[Begin TEXT]

A local committee was soon organized with Emerson Anderson as chairman,21 a role which he was to fill for the next 25 years.

 

            Gisselquist’s advice was wise.  In fact, the local committee could find almost no support from local pastors at first.  Emerson wrote,

“So far we have had one.”  “ . . . We don’t feel led to try to involve someone who doesn’t come forth gladly and voluntarily.”  “If LEM were to wait until some pastors in this area wanted them, I don’t believe they would ever do a work here.  Meantime, the coming may be near and we are holding back for fear of men.  If God give us a camp, money to operate it and people to speak his truth and people to come and hear, I can only assume He is doing a work.”22 

And He certainly was.  Gisselquist was sure of it too.  As he said, “ . . . We shall look to the Lord to undertake for us.  The work is His and He will Himself carry it forward thru us and by us.  Let us have faith in Him.”23  By March of 1962, Emerson could say, “This camp work is keeping me busy.  However, we have received several reservation letters from people who have been praying for a work like this in the area, and so doing such a work is rewarding.  The Lord gives the strength and His Spirit.”24 

 

            Three months later when the first Cleveland area Deeper Life Camp was held (June 22-30, 1962), between 85 and 100 campers arrived for a week of fellowship in God’s Word.25  The facility used was the Suomi Synod’s Camp Luther located on Lake Erie about 75 miles northeast of Cleveland, and the camp theme was “The Hope That Purifies.”  Every morning, a Bible study in I John was held at 9:00 AM, a Deeper Life hour at 10:00 AM, and a fellowship hour at 11:00 AM.  Every evening there was an evangelistic service.  There were also special morning sessions for children and for youth consisting of Bible stories, singing, crafts, and recreation.  In the afternoons, a variety of recreational activities were available like swimming, softball, horseshoes, and ping pong. 

 

            Those who came were hungry for God’s Word - so hungry that Gisselquist said they could have been fed with scoop shovels.26  And they were fed well.  After the week of spiritual refreshment, nearly all of the campers said that not only would they be coming back next year but also they would be bringing others along.  Some were even using their vacation time to attend camp.  But perhaps the most significant testimony was that of Gisselquist himself who wrote upon his return to Minneapolis, “Dear brother Anderson:  I returned home Saturday night at six, tired but happy in the Lord.  I was much strengthened in my spiritual life as we fellowshipped at the Deeper Life last week.  It was really a mountain-top experience even for an old-timer like myself, who by this time have attended about 100 conferences since I came into this work.”27  The same God who had raised up the LEM in Minneapolis was working in Cleveland.

[End TEXT]

WHAT TO WORK ON:
a - In the account of the first Cleveland area Deeper Life Camp, list the afternoon recreational activities that were offered to campers.
b - Carry the account of the Cleveland area Deeper Life Camp forward, starting after its final sentence.

[Begin DATA EXTRACT]

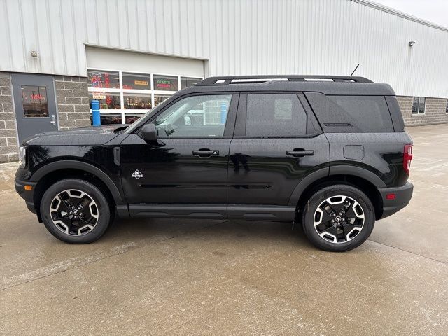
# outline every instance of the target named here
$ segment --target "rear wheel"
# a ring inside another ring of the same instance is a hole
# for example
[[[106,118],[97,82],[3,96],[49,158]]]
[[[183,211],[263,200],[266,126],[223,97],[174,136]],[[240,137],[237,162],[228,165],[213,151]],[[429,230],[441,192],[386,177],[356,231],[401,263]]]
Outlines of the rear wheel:
[[[104,195],[92,183],[78,178],[51,186],[42,197],[41,215],[53,236],[72,244],[96,241],[111,220]]]
[[[364,192],[340,184],[316,190],[305,204],[302,220],[305,234],[314,245],[342,252],[365,241],[373,230],[375,216]]]

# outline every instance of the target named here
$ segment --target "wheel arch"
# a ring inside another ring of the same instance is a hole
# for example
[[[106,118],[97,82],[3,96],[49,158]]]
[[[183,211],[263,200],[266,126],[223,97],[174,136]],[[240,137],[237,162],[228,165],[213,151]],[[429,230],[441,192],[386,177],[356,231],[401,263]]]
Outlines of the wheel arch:
[[[57,181],[69,178],[90,181],[106,192],[106,196],[113,202],[114,206],[118,207],[126,205],[117,186],[98,167],[80,161],[55,161],[38,169],[30,178],[31,181],[37,182],[33,198],[39,219],[40,202],[46,188]]]
[[[332,184],[346,184],[358,188],[366,194],[373,205],[376,219],[379,219],[383,214],[383,200],[378,188],[384,188],[385,183],[378,176],[366,169],[354,169],[350,166],[347,168],[346,170],[339,168],[334,172],[331,169],[330,171],[321,169],[321,172],[315,172],[305,177],[291,194],[289,205],[295,205],[296,211],[300,212],[316,189]],[[346,172],[346,174],[342,174],[342,172]]]

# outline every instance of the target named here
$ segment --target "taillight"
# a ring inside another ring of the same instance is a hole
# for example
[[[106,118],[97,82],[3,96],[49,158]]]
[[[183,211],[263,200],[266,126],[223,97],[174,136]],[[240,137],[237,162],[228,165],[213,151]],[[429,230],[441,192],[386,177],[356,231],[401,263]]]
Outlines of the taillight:
[[[403,155],[403,168],[405,172],[409,175],[409,169],[411,168],[411,160],[412,160],[412,145],[405,145]]]

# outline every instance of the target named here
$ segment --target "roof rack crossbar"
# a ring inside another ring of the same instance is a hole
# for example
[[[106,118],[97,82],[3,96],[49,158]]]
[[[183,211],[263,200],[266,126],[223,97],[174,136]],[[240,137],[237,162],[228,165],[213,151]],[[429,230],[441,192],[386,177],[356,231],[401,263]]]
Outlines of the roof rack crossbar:
[[[306,82],[313,81],[314,80],[332,80],[333,82],[351,82],[351,83],[373,83],[370,79],[365,77],[352,77],[349,76],[302,76],[302,75],[259,75],[259,76],[231,76],[223,77],[209,77],[204,80],[201,80],[196,86],[209,86],[209,85],[228,85],[230,84],[253,84],[265,83],[270,79],[274,80],[275,79],[286,78],[290,82]],[[239,80],[236,83],[233,80]]]

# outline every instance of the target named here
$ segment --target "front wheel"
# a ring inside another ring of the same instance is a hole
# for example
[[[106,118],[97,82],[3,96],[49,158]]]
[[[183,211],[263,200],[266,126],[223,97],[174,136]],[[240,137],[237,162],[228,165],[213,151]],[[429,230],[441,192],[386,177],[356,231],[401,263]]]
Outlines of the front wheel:
[[[41,215],[53,236],[71,244],[96,241],[111,221],[104,195],[96,186],[78,178],[51,186],[42,197]]]
[[[316,247],[343,252],[358,247],[375,222],[370,200],[359,189],[338,184],[318,190],[304,206],[302,223]]]

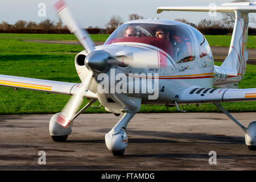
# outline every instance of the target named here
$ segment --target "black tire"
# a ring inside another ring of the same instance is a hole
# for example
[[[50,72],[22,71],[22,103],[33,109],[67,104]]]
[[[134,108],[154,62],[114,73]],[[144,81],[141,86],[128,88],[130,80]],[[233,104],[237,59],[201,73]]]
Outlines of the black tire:
[[[62,136],[53,136],[52,135],[52,140],[56,142],[65,142],[67,141],[68,135]]]
[[[256,151],[256,146],[248,146],[248,148],[250,150]]]
[[[123,154],[125,154],[125,149],[117,151],[112,151],[112,154],[114,156],[123,156]]]

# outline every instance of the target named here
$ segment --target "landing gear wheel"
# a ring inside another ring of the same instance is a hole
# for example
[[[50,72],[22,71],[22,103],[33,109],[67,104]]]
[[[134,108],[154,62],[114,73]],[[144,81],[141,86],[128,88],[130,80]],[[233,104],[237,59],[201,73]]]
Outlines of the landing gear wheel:
[[[112,154],[114,156],[123,156],[123,154],[125,154],[125,149],[117,151],[112,151]]]
[[[256,146],[248,146],[248,148],[250,150],[256,151]]]
[[[63,136],[53,136],[52,135],[52,140],[54,142],[65,142],[67,141],[68,135],[63,135]]]

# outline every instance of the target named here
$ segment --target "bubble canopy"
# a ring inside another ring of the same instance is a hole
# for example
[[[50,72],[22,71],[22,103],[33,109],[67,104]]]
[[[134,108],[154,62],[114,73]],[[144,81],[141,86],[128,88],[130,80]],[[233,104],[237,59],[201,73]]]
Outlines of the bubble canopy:
[[[154,20],[150,23],[135,20],[123,24],[112,33],[105,44],[146,44],[165,51],[177,63],[194,60],[195,41],[189,27],[176,22],[173,22],[177,23],[159,24],[157,22]]]

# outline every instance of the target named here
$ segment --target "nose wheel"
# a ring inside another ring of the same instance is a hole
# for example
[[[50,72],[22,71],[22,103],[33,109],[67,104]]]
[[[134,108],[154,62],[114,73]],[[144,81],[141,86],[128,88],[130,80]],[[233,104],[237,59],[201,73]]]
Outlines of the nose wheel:
[[[122,156],[128,144],[128,136],[125,130],[135,113],[125,113],[115,126],[106,134],[105,142],[108,148],[114,156]]]

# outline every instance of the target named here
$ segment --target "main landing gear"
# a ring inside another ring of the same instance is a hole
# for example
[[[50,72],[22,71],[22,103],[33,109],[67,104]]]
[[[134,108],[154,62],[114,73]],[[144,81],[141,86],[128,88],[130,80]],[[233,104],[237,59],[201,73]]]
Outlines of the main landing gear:
[[[128,144],[128,136],[124,130],[126,130],[128,123],[135,113],[125,113],[123,117],[115,126],[106,134],[105,141],[108,148],[112,151],[114,156],[122,156],[125,153]]]
[[[226,110],[223,108],[220,103],[214,103],[214,105],[242,128],[245,131],[245,143],[248,146],[248,148],[250,150],[256,151],[256,121],[251,122],[246,128],[234,118]]]

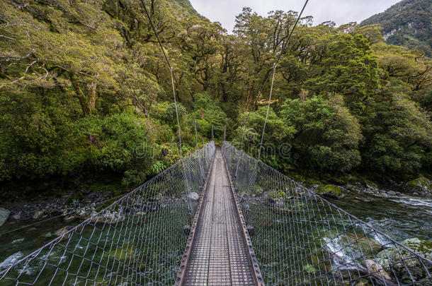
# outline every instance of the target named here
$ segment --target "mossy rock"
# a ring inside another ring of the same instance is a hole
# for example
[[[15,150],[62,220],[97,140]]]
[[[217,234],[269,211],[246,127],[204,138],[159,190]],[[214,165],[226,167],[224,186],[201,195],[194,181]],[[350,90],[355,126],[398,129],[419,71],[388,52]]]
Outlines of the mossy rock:
[[[405,239],[401,243],[418,254],[432,260],[432,242],[411,238]],[[421,261],[411,252],[402,247],[385,249],[377,255],[377,258],[379,264],[385,268],[391,268],[399,280],[405,283],[412,283],[411,276],[416,281],[427,280],[428,272],[432,272],[431,264],[426,261]],[[425,282],[418,285],[431,286],[432,283]]]
[[[421,177],[407,183],[405,190],[410,193],[416,192],[432,196],[432,181],[426,177]]]
[[[342,188],[336,185],[321,185],[317,189],[317,193],[333,198],[340,198],[343,196]]]
[[[64,205],[69,205],[74,203],[74,201],[80,201],[84,198],[84,195],[80,191],[77,191],[69,198],[64,202]]]

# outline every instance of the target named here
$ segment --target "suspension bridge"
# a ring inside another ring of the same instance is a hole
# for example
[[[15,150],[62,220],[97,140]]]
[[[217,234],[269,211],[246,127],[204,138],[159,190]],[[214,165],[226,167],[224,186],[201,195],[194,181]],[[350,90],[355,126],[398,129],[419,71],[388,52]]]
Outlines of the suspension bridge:
[[[177,81],[145,3],[141,4],[171,73],[181,157]],[[222,148],[214,141],[197,148],[13,261],[0,270],[0,285],[431,286],[430,257],[259,160],[281,54],[273,67],[258,159],[224,141],[224,134]],[[198,147],[196,125],[195,136]]]
[[[428,258],[212,141],[16,261],[0,285],[426,286],[431,273]]]

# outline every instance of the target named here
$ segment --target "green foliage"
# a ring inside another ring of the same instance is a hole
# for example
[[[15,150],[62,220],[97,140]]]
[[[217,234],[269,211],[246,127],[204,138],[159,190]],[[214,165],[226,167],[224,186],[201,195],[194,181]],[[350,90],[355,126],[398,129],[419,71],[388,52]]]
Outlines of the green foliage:
[[[378,61],[368,40],[360,35],[331,37],[328,51],[317,68],[319,75],[307,81],[317,93],[343,95],[351,109],[360,112],[378,88]]]
[[[432,3],[428,0],[403,0],[360,25],[380,24],[388,44],[419,49],[431,56],[431,11]]]
[[[176,79],[183,155],[196,145],[195,121],[198,143],[212,126],[221,140],[226,126],[228,140],[243,135],[258,155],[263,84],[280,53],[264,162],[320,173],[430,170],[431,61],[384,43],[377,25],[312,27],[305,17],[287,43],[294,11],[244,8],[227,35],[188,0],[152,4]],[[90,184],[110,172],[136,186],[180,158],[171,74],[139,2],[0,0],[0,181]]]
[[[390,88],[389,88],[390,89]],[[392,89],[390,101],[374,105],[364,125],[363,165],[393,174],[416,174],[432,146],[432,125],[417,104],[400,90]]]
[[[224,126],[228,123],[227,114],[222,108],[209,95],[200,93],[193,95],[192,107],[195,111],[189,124],[193,125],[192,120],[196,121],[198,131],[208,138],[211,138],[212,126],[215,138],[222,138]]]
[[[285,124],[295,130],[293,152],[302,168],[348,172],[360,163],[358,121],[343,106],[340,96],[288,100],[283,106]]]

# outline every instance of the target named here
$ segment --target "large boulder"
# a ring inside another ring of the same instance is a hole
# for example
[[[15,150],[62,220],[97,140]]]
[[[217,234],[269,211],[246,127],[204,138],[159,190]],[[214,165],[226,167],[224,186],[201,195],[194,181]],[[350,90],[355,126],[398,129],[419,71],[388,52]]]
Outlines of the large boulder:
[[[411,238],[401,243],[416,254],[432,260],[432,242]],[[394,272],[400,281],[409,284],[413,282],[411,276],[416,281],[426,280],[428,278],[428,272],[432,272],[431,264],[421,261],[402,247],[392,247],[380,251],[377,255],[377,263]],[[426,281],[418,285],[431,286],[432,283]]]
[[[341,198],[343,197],[342,188],[336,185],[321,185],[316,193],[325,197]]]
[[[432,196],[432,181],[421,177],[405,184],[405,191],[423,196]]]
[[[9,215],[11,214],[11,211],[9,210],[6,210],[6,208],[0,208],[0,227],[2,226],[4,222],[9,218]]]

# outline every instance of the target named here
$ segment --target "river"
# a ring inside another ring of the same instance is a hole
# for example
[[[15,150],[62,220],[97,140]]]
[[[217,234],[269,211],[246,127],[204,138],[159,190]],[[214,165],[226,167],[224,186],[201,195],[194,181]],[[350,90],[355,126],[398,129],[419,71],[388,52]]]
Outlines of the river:
[[[432,237],[432,198],[364,196],[331,202],[397,241]],[[51,241],[56,230],[71,225],[57,218],[25,227],[33,223],[34,220],[6,222],[0,228],[0,271]],[[23,228],[13,231],[20,227]],[[380,241],[380,238],[377,240]]]

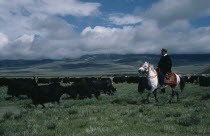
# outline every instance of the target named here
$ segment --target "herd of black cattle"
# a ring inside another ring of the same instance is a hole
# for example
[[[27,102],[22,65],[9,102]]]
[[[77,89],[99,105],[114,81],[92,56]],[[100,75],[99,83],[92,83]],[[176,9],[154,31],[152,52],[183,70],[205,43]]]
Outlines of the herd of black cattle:
[[[185,82],[196,83],[200,86],[210,86],[210,77],[184,76]],[[114,78],[0,78],[0,86],[8,86],[7,94],[14,97],[26,95],[32,99],[35,106],[44,103],[57,102],[63,94],[72,99],[84,99],[95,96],[97,99],[101,93],[113,95],[116,88],[112,83],[137,83],[138,91],[148,89],[146,77],[118,76]]]

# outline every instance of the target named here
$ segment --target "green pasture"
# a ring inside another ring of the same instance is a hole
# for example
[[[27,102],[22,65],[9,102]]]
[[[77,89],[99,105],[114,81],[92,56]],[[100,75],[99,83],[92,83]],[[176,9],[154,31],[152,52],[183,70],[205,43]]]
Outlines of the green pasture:
[[[99,100],[70,100],[60,105],[34,107],[29,99],[9,99],[0,88],[0,135],[2,136],[209,136],[210,88],[187,84],[180,102],[168,104],[171,90],[158,91],[144,104],[137,84],[114,84],[113,96]]]

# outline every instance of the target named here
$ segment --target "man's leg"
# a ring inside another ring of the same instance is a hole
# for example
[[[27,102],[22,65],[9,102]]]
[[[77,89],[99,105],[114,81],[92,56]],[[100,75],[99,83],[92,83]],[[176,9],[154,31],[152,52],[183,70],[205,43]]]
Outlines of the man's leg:
[[[160,76],[160,86],[163,86],[164,85],[164,76],[165,76],[164,72],[161,71],[159,73],[159,76]]]

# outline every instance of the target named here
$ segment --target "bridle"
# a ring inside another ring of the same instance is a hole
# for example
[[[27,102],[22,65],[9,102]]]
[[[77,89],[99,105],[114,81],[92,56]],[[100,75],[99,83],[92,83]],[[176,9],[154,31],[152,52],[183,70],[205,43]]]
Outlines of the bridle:
[[[145,68],[145,67],[143,67],[143,65],[140,65],[140,68],[143,68],[144,71],[149,72],[150,66],[148,66],[147,68]],[[154,76],[147,76],[147,77],[148,78],[155,78],[155,77],[157,77],[157,74],[155,74]]]

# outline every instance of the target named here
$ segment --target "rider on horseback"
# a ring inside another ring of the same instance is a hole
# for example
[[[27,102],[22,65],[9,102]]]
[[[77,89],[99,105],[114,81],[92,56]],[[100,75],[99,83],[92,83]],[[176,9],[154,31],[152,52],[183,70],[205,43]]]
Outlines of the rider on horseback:
[[[160,83],[160,88],[163,89],[165,88],[164,86],[164,76],[167,73],[171,73],[171,67],[172,67],[172,61],[170,56],[167,54],[166,49],[161,50],[161,58],[160,61],[158,62],[158,69],[159,69],[159,83]]]

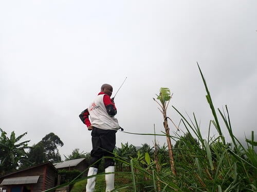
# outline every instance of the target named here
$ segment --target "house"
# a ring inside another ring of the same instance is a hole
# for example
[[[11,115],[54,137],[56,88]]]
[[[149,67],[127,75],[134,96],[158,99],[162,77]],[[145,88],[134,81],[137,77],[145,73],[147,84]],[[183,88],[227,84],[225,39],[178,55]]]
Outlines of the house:
[[[41,192],[54,187],[58,175],[50,162],[19,170],[0,177],[1,192]]]
[[[54,167],[58,170],[79,170],[82,172],[88,167],[88,164],[85,158],[80,158],[67,160],[54,164]]]

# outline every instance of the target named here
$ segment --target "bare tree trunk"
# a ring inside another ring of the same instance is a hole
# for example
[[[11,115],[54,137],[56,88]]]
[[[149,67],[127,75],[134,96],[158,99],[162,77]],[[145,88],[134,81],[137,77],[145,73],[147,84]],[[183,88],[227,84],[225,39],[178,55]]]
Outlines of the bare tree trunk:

[End DATA EXTRACT]

TASK-BY-TASK ANSWERS:
a -
Swimming
Softball
Horseshoes
Ping pong

b -
            The following winter, a Deeper Life Conference on the theme “Rich Through Christ” was hosted by Parma Lutheran Church in a suburb of Cleveland.28  One Christian summarized the four days by saying, “It was a foretaste of heaven itself.“  “Those of us who attended stood by in wonder watching God Himself work!  God again proved that the LEM is His work and that He is opening a door for this great work in the Ohio area.”  Many from area churches, as well as some from out-of-state, attended morning Bible studies in Ephesians, afternoon studies on “Our Poverty and His Riches,” and evening evangelistic services.  There were also prayer hours and fellowship hours.  Three things were especially noteworthy.  First of all, the local committee was becoming increasingly united in love for Christ and for sharing Him with others.  Secondly, the Christians who attended felt greatly strengthened towards victorious Christian living, communion with God, and passion for the salvation of lost souls.  Thirdly, a number were converted during the evening evangelistic services including some young people who then commenced their own weekly meetings for prayer, Bible study, and testimonies.  One convert testified,

“I am thankful that my Sunday School teacher asked our class to attend the LEM Midwinter Conference, for it was at a service there that I accepted Jesus as my personal Saviour . . . My life has been changed.  I have Jesus in my heart and He shows me sins in my life that I didn’t even know were sins before.  It was a wonderful day in my life when Jesus came into my heart.” 

The local Christians in attendance were certain that those four days were “just the beginning of what God will perform through the LEM in this area.”

 

 

God’s Work Continues in Cleveland

 

            These first two conferences became the pattern for what was named the Cleveland LEM Fellowship.  Every year from then on, a summer Deeper Life Camp and a winter Deeper Life Conference were held.  Local and regional interest started to increase.  And what Gisselquist had said began to prove true: “When the pastors see the Christians in increasing number go to these conferences and return with a glowing testimony, they too will want to come.”29 

 

            The second annual Deeper Life Camp at Camp Luther was held June 21-29, 1963, on the theme “Watch and Pray Always.”30  Attendance was up 50 percent from 1962, and spiritual hunger was growing too.  The schedule was similar to the previous year’s with studies on I and II Thessalonians, the Holy Spirit, and end times prophecies.  But so great was the interest in God’s Word that an unscheduled study hour in Daniel and Revelation took over part of the afternoon recreation time, and an impromptu fellowship hour was held before each evening’s evangelistic service.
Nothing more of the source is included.